• INSTRUCTIONS TO FOLLOW
Which lines in the records below mention the word "instance"? Copy each one out.

• DATA EXCERPTS
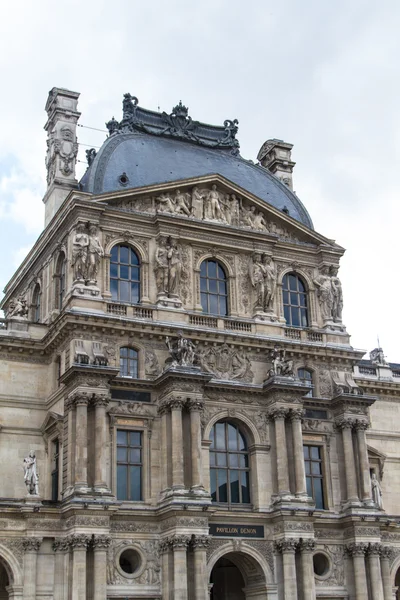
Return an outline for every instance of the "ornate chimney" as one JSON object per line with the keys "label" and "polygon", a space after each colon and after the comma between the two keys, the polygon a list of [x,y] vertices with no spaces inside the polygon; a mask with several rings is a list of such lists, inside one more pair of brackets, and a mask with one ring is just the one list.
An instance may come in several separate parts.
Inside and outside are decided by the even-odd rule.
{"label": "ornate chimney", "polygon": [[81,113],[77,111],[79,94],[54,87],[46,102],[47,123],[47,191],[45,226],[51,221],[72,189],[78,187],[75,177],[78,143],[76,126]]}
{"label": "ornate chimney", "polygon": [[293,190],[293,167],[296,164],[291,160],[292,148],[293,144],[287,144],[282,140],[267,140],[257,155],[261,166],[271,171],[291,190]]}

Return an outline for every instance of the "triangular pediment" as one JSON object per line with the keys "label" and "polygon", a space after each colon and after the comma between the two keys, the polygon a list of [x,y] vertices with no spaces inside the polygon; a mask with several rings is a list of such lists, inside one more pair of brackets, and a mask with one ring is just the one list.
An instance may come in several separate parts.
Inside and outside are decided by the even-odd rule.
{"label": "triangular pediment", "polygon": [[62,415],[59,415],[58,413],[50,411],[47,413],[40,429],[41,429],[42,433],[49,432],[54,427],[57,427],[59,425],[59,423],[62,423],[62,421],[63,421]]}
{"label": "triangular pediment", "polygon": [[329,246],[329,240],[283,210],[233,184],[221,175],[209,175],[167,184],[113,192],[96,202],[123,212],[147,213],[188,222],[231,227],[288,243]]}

• OUTPUT FOR THIS TASK
Return an outline for every instance of the "ornate chimney" as one JSON object per line with the keys "label" and "polygon", a space after each colon and after the comma between the two keys, the polygon a list of [x,y] vertices with no spaces inside the polygon; a mask with several rings is a list of such lists, inside one more pair of brackets, and a mask with one ring is just the one list.
An instance may come in several separate parts.
Return an outline for every instance of the "triangular pediment" as one JSON object per line with the keys "label" and "polygon", a space after each colon and after the comma between the two keys, the polygon a list of [x,y] vertices with no spaces inside the polygon; a mask with several rings is a list of such lists, inside one more pair of brackets, and a mask with one ring is just the one list.
An instance may come in several separate parts.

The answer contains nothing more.